● Problem to solve: Format the rows below as a JSON list of strings, with one string for each line and no blank lines. Leave the pictures out.

Stored entries
• • • •

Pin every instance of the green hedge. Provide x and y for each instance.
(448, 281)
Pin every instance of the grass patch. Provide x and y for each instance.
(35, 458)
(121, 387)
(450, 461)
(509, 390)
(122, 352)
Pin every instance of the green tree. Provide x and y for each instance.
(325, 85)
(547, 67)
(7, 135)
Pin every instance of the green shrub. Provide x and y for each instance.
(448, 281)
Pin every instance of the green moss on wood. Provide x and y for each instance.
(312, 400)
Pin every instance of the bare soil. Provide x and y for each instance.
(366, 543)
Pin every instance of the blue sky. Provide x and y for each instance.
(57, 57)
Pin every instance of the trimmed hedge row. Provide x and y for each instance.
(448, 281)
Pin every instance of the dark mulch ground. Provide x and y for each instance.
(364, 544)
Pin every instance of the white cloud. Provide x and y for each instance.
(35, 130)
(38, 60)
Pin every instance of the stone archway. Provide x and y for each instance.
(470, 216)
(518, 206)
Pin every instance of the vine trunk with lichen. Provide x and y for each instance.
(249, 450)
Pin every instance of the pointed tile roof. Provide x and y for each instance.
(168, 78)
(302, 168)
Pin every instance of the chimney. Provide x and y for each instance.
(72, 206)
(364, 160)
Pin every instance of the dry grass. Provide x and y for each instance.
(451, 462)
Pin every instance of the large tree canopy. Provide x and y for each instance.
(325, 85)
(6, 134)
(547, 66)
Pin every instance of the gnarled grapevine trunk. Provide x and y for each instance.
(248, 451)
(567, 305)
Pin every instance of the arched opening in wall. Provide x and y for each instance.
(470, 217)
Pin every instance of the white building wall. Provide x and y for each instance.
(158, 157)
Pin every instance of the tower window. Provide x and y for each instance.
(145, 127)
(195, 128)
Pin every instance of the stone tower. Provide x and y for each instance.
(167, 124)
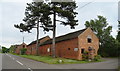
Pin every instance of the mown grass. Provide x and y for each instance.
(50, 60)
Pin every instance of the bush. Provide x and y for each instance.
(23, 51)
(97, 58)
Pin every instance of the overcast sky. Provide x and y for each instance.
(12, 12)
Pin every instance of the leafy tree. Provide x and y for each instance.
(36, 16)
(4, 49)
(63, 10)
(102, 29)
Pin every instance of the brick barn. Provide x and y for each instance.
(72, 45)
(31, 48)
(19, 47)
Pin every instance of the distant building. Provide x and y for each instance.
(19, 47)
(72, 45)
(31, 48)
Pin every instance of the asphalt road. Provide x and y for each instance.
(15, 62)
(0, 61)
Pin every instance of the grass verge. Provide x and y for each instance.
(50, 60)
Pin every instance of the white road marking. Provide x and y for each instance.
(19, 62)
(30, 69)
(9, 56)
(13, 58)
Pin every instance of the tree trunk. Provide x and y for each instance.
(37, 42)
(54, 33)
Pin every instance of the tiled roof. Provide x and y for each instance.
(64, 37)
(34, 42)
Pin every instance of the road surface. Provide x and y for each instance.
(0, 61)
(15, 62)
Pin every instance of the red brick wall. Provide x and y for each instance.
(62, 49)
(79, 42)
(83, 43)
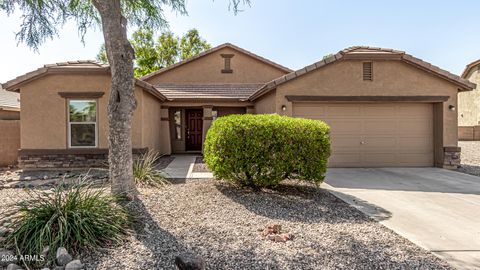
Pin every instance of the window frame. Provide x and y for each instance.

• • • •

● Response to this exercise:
[
  "Pin every instance of the green hedge. Provide x and y for each instance.",
  "(448, 281)",
  "Pin every instance of the grass patch. Provide x and y for each instance.",
  "(35, 458)",
  "(121, 387)",
  "(450, 461)",
  "(509, 390)",
  "(122, 352)",
  "Pin every instance of the green tree. Provide x and y for each instance.",
  "(325, 85)",
  "(547, 67)",
  "(7, 135)",
  "Pin every instance of the green shrub. Provide x and y for each instance.",
  "(448, 281)",
  "Pin every instance of the green moss on wood. Provide x and y for each instance.",
  "(312, 400)",
  "Pin every instance of the bare soil. Provide x and y for each instance.",
  "(366, 543)",
  "Pin every instance of the blue sky. Provide x and y for each instance.",
  "(57, 57)",
  "Pin every instance of the trimmed hedge row. Provide x and y for each instance.",
  "(448, 281)",
  "Pin every instance of the dark mulch ground. Provide x and y for each instance.",
  "(364, 544)",
  "Pin every instance of the white cloud. Provide x and y for each instance.",
  "(35, 130)",
  "(38, 60)",
  "Pin every instance of the stone archway. Provide x and y for each instance.",
  "(470, 216)",
  "(518, 206)",
  "Pin every instance of the vine trunk with lichen. Provide x and y for each instance.",
  "(249, 450)",
  "Pin every instance of the pointed tile roof. Provide x and y for each instance.",
  "(168, 78)",
  "(302, 168)",
  "Pin every instance of the chimney. Provide x and y for each instance.",
  "(72, 206)",
  "(364, 160)",
  "Pin every instance of the dry grass. Provide x and y for each instance.",
  "(451, 462)",
  "Pin every instance of the large tree canopy. Provide x and y for each instance.",
  "(325, 85)",
  "(6, 134)",
  "(547, 66)",
  "Pin every instance of the gnarled grapevine trunk. Provide x and y for each instance.",
  "(248, 451)",
  "(567, 305)",
  "Pin every instance of the arched opening in wall. Provide x and y for each instance.",
  "(470, 217)",
  "Pin every instance of the white building wall. Provide x and y for each instance.",
  "(158, 157)",
  "Pin every instance of the tower window. Provide x and y for each instance.",
  "(145, 127)",
  "(195, 128)",
  "Pin every instance of the stone tower. Provide x and y for each instance.",
  "(167, 124)",
  "Pin every instance of the mown grass. Provide x and y for each instance.",
  "(50, 60)",
  "Pin every instance of the bush. Provide x and y for each instance.",
  "(23, 51)",
  "(97, 58)",
  "Pin every instance of the overcast sky. Provide x and y for each instance.",
  "(12, 12)",
  "Pin every instance of the leafy tree. Provide x and y for each instance.",
  "(36, 16)",
  "(4, 49)",
  "(63, 10)",
  "(102, 29)",
  "Pin every instance of the brick barn. Provide x and y for each instance.",
  "(72, 45)",
  "(31, 48)",
  "(19, 47)",
  "Pin every instance of the distant building. Provide x and y for each instance.",
  "(19, 47)",
  "(72, 45)",
  "(31, 48)",
  "Pin every instance of the asphalt road. Provide x and y for each instance.",
  "(15, 62)",
  "(0, 61)",
  "Pin every instance of the grass verge. Provide x and y for each instance.",
  "(50, 60)",
  "Pin every instance of the white road marking. Provide x and y for each instance.",
  "(19, 62)",
  "(30, 69)",
  "(9, 56)",
  "(13, 58)",
  "Pin every instance of the tree trunk. Provide x and y for each instance.",
  "(37, 42)",
  "(54, 33)",
  "Pin every instance of the tiled roof. Provide x and y for each instance.",
  "(64, 37)",
  "(34, 42)",
  "Pin every instance of the road surface. Provide x and y for each instance.",
  "(0, 61)",
  "(15, 62)",
  "Pin every instance of the red brick wall. Provide x and y for each instance.",
  "(62, 49)",
  "(79, 42)",
  "(83, 43)",
  "Pin every instance of the window frame. Provide x and y for each instance."
]